# Your goal
Pull out every line below holding the word "snow".

# Data to examine
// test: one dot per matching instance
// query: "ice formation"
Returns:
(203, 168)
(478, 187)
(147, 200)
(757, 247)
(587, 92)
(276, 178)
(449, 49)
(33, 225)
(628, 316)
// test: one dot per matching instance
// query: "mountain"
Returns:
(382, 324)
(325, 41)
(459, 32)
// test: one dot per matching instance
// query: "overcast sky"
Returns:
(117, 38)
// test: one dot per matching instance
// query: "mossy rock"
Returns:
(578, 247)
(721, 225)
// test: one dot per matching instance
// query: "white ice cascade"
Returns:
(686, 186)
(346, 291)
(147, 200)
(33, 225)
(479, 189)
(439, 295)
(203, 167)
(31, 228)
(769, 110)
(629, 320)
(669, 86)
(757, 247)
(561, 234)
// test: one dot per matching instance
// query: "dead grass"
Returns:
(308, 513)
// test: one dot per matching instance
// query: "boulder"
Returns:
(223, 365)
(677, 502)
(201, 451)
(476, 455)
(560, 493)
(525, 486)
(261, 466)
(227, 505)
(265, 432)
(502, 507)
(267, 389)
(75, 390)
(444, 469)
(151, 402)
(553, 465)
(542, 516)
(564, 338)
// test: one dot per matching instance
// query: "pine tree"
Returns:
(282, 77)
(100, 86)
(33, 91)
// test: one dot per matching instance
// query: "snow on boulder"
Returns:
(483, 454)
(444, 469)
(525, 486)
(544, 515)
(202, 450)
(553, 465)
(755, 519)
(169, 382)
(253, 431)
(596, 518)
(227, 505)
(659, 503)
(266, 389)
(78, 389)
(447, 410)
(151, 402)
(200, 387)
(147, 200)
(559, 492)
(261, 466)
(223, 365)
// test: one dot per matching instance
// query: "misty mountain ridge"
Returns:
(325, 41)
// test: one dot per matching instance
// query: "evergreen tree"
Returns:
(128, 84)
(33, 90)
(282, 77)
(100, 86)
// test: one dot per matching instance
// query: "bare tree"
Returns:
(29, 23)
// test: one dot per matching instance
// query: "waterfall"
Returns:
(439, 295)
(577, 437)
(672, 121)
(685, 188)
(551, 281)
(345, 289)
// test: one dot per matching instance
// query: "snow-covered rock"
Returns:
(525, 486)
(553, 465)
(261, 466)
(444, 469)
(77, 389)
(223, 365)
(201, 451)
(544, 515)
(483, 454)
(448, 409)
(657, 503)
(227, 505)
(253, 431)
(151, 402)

# Output of the exercise
// query: "snow on boulder"
// query: "snow-covered rock"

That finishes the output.